→ **Task statement**
Pick up the passage on partial repetition costs in the PRC task and carry it on from its final sentence.

→ **Excerpt provided**
====================

Finally, we note two additional considerations. First, partial repetition costs in the PRC task are larger for task-relevant stimulus features than for task-irrelevant stimulus features (Hommel, 1998, 2007). Thus, we will assess such costs separately for (1) the task-relevant stimulus feature (i.e., color) and (2) the task-irrelevant stimulus feature (i.e., location). Second, precisely because partial repetition costs in the PRC task are larger for task-relevant (vs. task-irrelevant) stimulus features, we may observe significant “signal-free” complete alternation advantages in a four-choice PRC task for (1) the task-relevant stimulus feature but not (2) the task-irrelevant stimulus feature. This outcome would suggest that binding alone is insufficient to produce “signal-free” complete alternation advantages for the task-irrelevant stimulus feature, especially if such advantages are robust in an otherwise-matched two-choice PRC task. In other words, this outcome would suggest that reducing the influence of signaling by using a four-choice PRC task eliminates complete alternation advantages for the task-irrelevant stimulus feature.

====================

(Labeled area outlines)
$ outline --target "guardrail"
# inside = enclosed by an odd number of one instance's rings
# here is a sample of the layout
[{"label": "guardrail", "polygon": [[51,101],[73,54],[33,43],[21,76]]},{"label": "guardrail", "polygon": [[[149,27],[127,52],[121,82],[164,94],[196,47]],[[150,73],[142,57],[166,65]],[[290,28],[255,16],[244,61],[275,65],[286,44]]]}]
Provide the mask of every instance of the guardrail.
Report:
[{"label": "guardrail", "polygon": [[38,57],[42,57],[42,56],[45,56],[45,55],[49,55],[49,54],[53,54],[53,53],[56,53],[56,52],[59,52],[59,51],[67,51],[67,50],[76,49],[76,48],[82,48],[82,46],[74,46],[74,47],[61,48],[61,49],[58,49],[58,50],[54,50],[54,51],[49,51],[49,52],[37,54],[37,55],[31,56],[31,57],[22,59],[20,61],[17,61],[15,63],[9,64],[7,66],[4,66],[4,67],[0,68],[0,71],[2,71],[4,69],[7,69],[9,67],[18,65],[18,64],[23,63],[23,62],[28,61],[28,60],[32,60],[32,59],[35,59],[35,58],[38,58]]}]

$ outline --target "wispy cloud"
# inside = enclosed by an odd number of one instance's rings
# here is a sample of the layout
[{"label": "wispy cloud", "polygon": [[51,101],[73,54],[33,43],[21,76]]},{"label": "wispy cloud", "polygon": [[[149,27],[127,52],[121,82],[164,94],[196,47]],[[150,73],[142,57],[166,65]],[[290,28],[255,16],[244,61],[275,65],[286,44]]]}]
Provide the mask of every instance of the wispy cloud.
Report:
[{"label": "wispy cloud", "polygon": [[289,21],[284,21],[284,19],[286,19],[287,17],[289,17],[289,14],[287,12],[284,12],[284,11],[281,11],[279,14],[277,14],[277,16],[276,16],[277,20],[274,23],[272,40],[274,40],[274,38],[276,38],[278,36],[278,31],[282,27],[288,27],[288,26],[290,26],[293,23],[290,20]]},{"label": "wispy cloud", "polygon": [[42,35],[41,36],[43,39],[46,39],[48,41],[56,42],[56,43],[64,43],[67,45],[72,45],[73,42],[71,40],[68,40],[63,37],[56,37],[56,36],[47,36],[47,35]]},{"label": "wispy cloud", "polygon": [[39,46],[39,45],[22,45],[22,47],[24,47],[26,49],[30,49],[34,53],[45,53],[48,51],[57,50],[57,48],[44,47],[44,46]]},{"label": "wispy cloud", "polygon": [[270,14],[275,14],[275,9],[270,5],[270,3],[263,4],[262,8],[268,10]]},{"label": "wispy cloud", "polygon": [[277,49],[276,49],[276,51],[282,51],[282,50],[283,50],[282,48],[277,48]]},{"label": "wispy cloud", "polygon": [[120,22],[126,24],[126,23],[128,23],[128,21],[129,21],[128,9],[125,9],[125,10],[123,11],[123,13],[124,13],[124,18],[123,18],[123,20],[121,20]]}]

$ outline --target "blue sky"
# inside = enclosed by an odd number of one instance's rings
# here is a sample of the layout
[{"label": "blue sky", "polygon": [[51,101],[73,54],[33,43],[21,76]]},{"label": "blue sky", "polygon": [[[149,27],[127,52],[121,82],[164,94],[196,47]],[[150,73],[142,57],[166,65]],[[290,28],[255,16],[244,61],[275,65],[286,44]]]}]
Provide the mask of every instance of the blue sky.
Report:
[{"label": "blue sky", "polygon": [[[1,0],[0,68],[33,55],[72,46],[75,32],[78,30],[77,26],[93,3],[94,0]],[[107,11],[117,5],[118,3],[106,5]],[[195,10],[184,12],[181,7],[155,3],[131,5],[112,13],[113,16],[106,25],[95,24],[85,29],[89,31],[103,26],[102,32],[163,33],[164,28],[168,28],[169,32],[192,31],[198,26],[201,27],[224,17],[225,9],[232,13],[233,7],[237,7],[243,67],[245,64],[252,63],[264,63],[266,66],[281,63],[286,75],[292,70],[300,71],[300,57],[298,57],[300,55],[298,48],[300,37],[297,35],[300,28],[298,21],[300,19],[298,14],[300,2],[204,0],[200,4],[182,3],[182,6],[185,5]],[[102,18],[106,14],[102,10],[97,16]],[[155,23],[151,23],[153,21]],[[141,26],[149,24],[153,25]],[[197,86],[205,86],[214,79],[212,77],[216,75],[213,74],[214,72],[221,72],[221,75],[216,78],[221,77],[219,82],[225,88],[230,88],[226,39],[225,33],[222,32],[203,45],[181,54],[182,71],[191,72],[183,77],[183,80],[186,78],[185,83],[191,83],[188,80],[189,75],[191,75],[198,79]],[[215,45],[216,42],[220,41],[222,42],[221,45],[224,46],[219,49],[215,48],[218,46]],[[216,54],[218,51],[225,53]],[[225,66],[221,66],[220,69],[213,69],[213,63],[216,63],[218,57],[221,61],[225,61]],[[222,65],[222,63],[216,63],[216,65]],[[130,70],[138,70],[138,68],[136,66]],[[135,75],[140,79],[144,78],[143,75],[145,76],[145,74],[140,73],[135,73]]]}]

====================

→ **Task result**
Experiment 1

In Experiment 1, we conducted an online study of a two-choice PRC task. Here, we sought to establish – in an online setting – the effect sizes for the partial repetition costs and complete alternation advantages that Huffman et al. (2020) reported in relation to (1) a task-relevant stimulus feature (one of two possible colors) and (2) a task-irrelevant stimulus feature (one of two possible locations). As we described earlier, both hypotheses make the same predictions for a two-choice PRC task. We reasoned, however, that establishing the sizes of these effects would prove useful for a critical follow-up experiment involving a four-choice version of the same online task that has four task-relevant colors – rather than just two – and two task-irrelevant locations.Footnote 4

Methods

Participants

Based on power analyses conducted with G*Power 3.1.9.2 (Faul et al., 2007), we sought usable data from 40 participants. The analyses employed an alpha level of 0.05 and the effect sizes for the interactions in mean response time (RT) between (1) color and response (\( {\eta}_p^2 \) = 0.81) and (2) location and response (\( {\eta}_p^2 \) = 0.29) that Huffman et al. (2020), Experiment 2) observed. The results showed that 40 participants would provide over 99% power for observing an interaction between color and response and over 97% power for observing an interaction between location and response. Note that each of the two factors in these interactions had only two levels. Thus, the power analyses were equivalent to those for paired t-tests.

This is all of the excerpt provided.